## WHAT IS EXPECTED
Can you duplicate every line of the data below word for word, leaving the pictures out?

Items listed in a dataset
▼
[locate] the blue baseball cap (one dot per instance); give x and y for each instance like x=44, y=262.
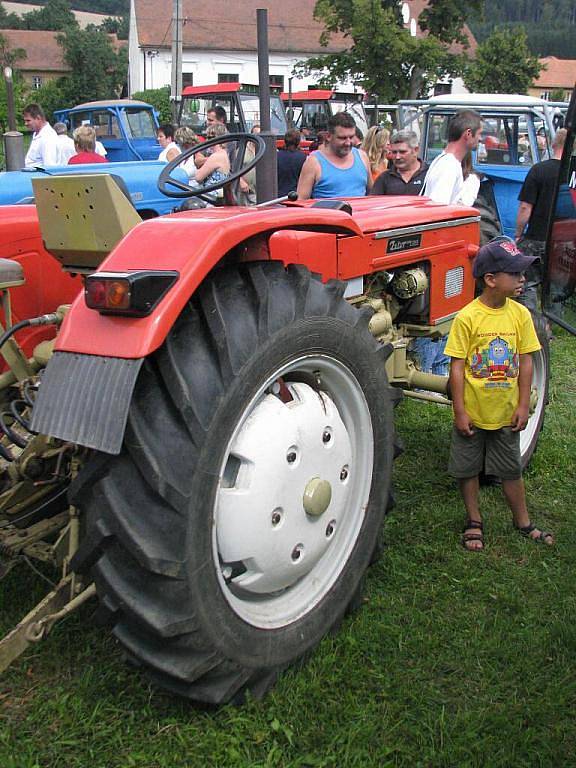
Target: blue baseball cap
x=501, y=255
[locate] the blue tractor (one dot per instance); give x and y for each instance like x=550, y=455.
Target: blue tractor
x=517, y=132
x=126, y=128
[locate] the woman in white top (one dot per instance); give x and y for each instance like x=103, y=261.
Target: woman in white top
x=186, y=139
x=165, y=137
x=471, y=186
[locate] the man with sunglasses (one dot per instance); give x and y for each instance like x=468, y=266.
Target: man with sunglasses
x=407, y=174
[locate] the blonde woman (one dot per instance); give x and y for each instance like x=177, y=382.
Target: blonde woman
x=376, y=146
x=186, y=139
x=214, y=166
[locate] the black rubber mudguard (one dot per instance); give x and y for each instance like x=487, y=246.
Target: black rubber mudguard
x=84, y=399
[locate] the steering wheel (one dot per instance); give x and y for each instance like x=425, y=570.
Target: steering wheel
x=237, y=169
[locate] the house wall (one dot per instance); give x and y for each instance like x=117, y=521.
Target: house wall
x=152, y=68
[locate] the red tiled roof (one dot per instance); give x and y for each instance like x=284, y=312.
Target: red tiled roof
x=214, y=25
x=42, y=49
x=43, y=54
x=416, y=8
x=559, y=73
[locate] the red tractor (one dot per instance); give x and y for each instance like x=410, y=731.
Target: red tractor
x=219, y=407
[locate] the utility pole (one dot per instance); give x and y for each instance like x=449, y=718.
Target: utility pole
▲
## SOLUTION FOR THIS TASK
[locate] the blue baseball cap (one dot per instance); give x and y for each instance like x=44, y=262.
Target: blue baseball cap
x=501, y=255
[locate] the blue tractor (one dot per instance); give x and y for each instance like x=550, y=455.
Target: blue tractor
x=517, y=132
x=126, y=128
[locate] the woman in white top (one dot per instance); give x and y for each instance like x=103, y=261.
Target: woman in white top
x=186, y=139
x=165, y=137
x=471, y=186
[locate] the man with sunglasses (one dot per instance); give x and y for each instance like x=468, y=266.
Target: man with sunglasses
x=407, y=174
[locate] the blonde woman (one dot per instance); give x and y for each instance like x=177, y=382.
Target: blonde woman
x=376, y=146
x=186, y=139
x=214, y=166
[locate] the black rubber mudguard (one dot per instance); give x and y for each instance like x=487, y=246.
Target: black rubber mudguard
x=84, y=399
[locate] the steering wheel (one dot per instance); give x and y for each instance like x=425, y=570.
Target: steering wheel
x=237, y=169
[locate] the house wall (one dot per instance); give x and y for each instance like x=117, y=521.
Target: house wall
x=152, y=68
[locate] the red tiled roof (one dot per instance); give x and y for each instance like x=284, y=312.
Target: red tiled roof
x=214, y=25
x=42, y=49
x=43, y=54
x=416, y=8
x=559, y=73
[locate] the red tractor (one dot per instance); give x and y for each instance like x=410, y=731.
Target: red tractor
x=219, y=407
[locate] the utility pole (one dot per instance); give x and y for each instance like x=449, y=718.
Target: utility pole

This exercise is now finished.